## [Given exercise]
Determine how many of the lines below contain the string "loaf", treating uppercase and lowercase letters as different, and give only that number.

## [Material provided]

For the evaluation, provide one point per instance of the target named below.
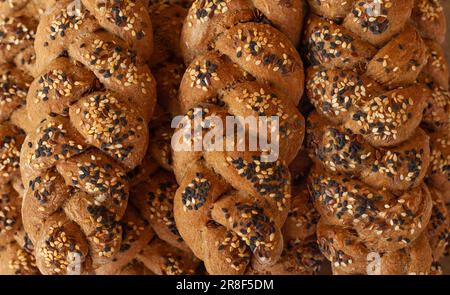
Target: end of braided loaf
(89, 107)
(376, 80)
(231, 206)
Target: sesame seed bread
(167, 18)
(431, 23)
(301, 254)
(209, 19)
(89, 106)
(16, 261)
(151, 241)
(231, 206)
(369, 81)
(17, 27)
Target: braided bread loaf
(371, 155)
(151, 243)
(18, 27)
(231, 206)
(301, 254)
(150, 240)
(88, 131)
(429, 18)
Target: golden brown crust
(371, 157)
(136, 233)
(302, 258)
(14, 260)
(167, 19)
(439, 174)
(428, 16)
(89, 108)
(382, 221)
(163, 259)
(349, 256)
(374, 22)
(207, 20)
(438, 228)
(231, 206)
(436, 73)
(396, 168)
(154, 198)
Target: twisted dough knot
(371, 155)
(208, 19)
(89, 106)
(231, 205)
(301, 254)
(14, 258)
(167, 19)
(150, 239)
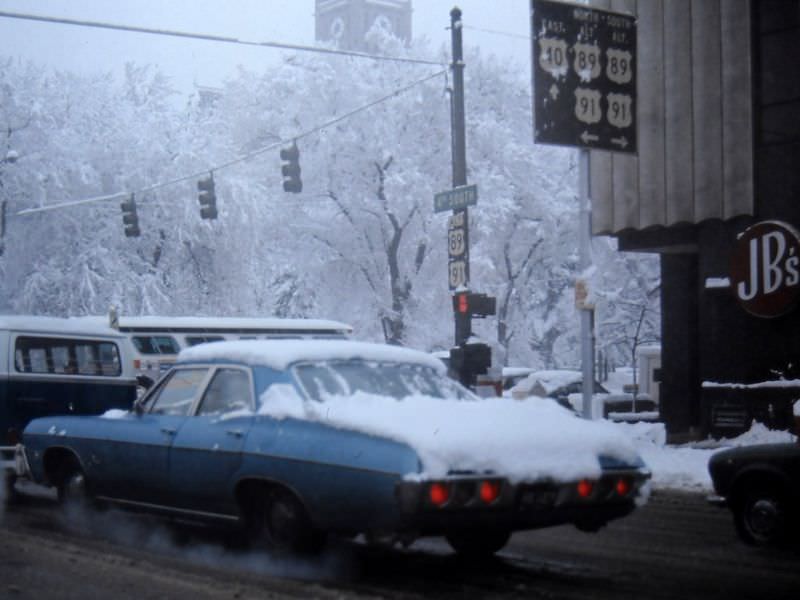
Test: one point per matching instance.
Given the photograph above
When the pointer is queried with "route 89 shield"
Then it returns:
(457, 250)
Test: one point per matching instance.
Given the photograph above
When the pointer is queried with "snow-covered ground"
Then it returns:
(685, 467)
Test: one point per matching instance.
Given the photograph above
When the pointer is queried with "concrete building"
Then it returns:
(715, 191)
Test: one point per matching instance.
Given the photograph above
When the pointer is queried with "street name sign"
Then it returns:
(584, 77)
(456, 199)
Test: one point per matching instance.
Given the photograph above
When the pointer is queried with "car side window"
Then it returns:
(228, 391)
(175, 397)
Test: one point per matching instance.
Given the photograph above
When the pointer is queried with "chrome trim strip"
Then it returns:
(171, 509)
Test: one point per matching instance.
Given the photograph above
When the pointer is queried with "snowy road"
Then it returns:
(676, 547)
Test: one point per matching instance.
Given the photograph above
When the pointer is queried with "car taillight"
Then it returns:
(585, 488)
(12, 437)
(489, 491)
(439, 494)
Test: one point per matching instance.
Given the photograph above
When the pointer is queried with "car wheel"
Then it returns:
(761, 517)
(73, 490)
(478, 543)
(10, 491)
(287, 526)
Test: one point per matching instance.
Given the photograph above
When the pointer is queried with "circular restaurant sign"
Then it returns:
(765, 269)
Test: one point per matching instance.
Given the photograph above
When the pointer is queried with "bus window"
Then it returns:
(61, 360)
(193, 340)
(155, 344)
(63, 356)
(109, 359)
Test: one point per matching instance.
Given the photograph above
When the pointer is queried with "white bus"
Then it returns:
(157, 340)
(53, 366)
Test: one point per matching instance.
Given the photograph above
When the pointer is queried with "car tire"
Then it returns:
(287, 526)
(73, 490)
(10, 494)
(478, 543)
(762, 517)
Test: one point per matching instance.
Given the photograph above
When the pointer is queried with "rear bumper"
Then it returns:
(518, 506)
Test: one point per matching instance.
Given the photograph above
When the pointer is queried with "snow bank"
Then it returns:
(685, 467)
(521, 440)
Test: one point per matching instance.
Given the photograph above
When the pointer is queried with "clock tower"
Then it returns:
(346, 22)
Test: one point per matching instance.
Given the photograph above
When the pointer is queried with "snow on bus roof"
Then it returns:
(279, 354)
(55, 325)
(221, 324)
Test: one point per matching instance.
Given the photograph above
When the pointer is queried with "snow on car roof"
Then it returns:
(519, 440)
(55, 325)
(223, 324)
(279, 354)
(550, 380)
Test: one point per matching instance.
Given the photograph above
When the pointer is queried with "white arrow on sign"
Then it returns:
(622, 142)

==

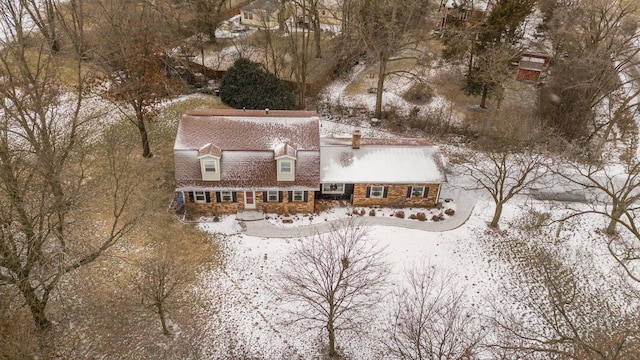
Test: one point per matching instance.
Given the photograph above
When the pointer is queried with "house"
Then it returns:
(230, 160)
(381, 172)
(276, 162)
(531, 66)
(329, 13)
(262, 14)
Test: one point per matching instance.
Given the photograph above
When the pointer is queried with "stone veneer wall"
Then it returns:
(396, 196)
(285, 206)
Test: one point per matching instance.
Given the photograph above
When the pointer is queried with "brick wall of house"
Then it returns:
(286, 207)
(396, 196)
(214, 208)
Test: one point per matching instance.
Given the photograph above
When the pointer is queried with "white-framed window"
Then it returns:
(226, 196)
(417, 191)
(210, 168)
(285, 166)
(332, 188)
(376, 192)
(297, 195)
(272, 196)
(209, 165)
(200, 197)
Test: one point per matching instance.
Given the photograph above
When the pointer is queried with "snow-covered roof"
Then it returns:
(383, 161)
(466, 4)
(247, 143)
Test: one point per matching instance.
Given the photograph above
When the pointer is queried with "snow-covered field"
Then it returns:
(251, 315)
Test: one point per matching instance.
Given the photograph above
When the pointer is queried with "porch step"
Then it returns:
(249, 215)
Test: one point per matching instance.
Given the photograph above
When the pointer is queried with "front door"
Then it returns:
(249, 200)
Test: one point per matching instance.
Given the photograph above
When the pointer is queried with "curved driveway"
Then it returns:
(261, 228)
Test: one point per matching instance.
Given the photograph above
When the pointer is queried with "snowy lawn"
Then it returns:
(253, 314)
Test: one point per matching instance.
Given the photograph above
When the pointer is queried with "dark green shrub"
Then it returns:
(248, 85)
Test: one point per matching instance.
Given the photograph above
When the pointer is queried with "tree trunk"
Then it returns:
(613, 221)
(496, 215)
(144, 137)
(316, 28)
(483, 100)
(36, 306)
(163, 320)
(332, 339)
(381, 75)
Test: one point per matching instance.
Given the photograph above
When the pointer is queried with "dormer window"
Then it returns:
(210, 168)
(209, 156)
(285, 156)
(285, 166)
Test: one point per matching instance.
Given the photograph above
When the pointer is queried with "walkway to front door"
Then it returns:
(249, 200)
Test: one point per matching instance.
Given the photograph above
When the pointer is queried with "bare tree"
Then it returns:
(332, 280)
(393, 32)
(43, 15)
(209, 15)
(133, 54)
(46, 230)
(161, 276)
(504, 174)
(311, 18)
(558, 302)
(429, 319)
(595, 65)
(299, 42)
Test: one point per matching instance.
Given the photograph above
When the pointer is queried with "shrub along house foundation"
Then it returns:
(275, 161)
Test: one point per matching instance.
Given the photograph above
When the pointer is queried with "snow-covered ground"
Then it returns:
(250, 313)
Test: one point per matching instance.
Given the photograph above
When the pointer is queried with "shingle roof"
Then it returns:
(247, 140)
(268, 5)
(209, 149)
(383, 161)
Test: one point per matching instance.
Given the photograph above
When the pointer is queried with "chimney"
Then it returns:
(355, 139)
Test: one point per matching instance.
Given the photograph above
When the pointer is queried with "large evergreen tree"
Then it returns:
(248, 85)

## [Expected answer]
2